→ WORK INSTRUCTIONS
Which lines in the records below contain the word "trunk"? Return each of them.

→ DATA SECTION
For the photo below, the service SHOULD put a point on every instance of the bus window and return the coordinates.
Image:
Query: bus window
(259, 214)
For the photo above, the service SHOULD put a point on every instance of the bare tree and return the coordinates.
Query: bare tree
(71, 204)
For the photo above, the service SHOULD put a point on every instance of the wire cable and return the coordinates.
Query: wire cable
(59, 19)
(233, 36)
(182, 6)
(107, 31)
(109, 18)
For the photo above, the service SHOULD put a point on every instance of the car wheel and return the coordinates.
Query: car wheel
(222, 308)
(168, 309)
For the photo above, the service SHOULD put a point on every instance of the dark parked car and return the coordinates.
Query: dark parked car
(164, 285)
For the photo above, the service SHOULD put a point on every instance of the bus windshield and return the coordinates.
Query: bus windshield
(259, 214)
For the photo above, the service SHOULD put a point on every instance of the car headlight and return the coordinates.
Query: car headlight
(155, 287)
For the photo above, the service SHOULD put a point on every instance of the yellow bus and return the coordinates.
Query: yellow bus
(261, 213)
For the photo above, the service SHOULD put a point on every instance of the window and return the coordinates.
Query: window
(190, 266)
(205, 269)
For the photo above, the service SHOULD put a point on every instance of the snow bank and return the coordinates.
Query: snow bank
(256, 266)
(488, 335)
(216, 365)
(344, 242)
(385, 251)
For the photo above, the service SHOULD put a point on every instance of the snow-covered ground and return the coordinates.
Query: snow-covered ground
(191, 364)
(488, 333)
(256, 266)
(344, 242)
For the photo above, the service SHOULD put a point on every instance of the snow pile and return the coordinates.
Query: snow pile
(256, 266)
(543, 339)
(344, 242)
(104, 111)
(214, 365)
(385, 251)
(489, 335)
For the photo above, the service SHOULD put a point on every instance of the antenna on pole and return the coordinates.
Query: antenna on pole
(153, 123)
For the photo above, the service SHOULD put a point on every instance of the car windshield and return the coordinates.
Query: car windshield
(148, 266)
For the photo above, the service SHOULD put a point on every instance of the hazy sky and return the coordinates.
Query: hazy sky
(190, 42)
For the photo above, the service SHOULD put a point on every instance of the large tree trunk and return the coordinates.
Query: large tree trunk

→ WRITTEN ANSWER
For the photo above, the service SHOULD put a point on every instance of the large tree trunk and return the coordinates.
Query: large tree trunk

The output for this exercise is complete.